このあとどんなボードゲームジャムをしたいのか、

について書こうとは思っているのですが、

その前に「サイコロ塾」としてなぜボードゲームジャムをしたいのか

をこのnoteでは書いていきたいと思います。


「つくる」という行為の可能性

昨年、「クリエイティブ・ラーニング:創造社会の学びと教育

という本を読みました。

もともと「ゲームを使う」ということを、

ライフとワークの境なくやってきているわけなのですが、

今まではとにかくゲームをプレイしてもらうこと、

プレイの中にある学びを体系化して子どもに伝えたり、

体感してもらうことをしてきました。

「ゲームを使う」ことは十分に学びの価値があることで、

筆者自身は確信もしていることです。

それはずっと変わりません。

しかし、「使う」ことで学びを子どもたちに内在化できているかどうか、

ということを考えたとき、なかなか短期的なスパンで

その効果を実感すること、もっと言えば、

(本人や保護者、そしてたくさんの一般の人々に)

実感してもらうことが難しいと感じていました。

なんとかして「ゲームを使う」ことの価値をさらに

深めていくことができないか、

他の何かではなくて「ゲーム」だからできることは

なんだろうか、そんなことを考えていた時期でもありました。

そこに読んだ本が最初にあげた本です。

曰く、

いま始まりつつあり、これから本格化していくと思われるのが「創造社会」と呼んでいる時代である。(p.8)
************
## [やること]
1. 抜粋文の「(本人や保護者、そしてたくさんの一般の人々に)」から「そこに読んだ本が最初にあげた本です。」までを、両端も含めてそのまま書き写してください。
2. 抜粋文の最後の引用では、これから本格化していくと思われる時代を何と呼んでいますか。

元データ
************
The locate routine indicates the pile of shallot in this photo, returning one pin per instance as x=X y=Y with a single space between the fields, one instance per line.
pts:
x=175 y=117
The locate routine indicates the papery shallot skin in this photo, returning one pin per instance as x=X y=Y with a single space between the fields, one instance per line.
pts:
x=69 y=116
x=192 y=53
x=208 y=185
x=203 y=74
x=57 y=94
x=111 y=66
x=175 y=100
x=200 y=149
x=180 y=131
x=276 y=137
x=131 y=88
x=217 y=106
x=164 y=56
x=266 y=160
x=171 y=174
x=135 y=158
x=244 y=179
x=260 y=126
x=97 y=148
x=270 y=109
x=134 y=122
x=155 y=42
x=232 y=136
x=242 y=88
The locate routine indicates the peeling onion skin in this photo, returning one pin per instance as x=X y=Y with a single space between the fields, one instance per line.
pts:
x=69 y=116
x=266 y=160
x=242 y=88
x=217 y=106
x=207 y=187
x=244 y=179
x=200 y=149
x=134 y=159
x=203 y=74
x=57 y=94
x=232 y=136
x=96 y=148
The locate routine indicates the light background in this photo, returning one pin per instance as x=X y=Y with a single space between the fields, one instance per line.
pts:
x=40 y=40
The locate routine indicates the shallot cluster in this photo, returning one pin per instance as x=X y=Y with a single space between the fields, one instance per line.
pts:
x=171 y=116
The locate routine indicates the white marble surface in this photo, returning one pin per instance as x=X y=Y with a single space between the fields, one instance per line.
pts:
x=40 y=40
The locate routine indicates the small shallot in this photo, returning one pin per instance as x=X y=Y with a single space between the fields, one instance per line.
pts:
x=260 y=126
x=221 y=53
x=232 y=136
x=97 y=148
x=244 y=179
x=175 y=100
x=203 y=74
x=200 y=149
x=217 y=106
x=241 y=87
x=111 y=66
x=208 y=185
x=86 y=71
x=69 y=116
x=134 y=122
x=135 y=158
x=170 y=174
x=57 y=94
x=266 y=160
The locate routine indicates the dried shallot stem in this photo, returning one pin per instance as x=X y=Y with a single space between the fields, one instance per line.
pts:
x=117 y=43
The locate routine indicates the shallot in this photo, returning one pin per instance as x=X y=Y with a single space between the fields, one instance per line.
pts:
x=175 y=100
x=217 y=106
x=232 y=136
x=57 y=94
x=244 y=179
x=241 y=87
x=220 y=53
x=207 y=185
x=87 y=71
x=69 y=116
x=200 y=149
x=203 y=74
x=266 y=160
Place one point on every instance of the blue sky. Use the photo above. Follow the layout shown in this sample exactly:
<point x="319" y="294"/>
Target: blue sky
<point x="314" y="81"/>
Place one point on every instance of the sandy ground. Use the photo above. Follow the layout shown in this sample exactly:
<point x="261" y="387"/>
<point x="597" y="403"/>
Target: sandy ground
************
## [タスクごとの回答]
1.
(本人や保護者、そしてたくさんの一般の人々に)

実感してもらうことが難しいと感じていました。

なんとかして「ゲームを使う」ことの価値をさらに

深めていくことができないか、

他の何かではなくて「ゲーム」だからできることは

なんだろうか、そんなことを考えていた時期でもありました。

そこに読んだ本が最初にあげた本です。

2. 「創造社会」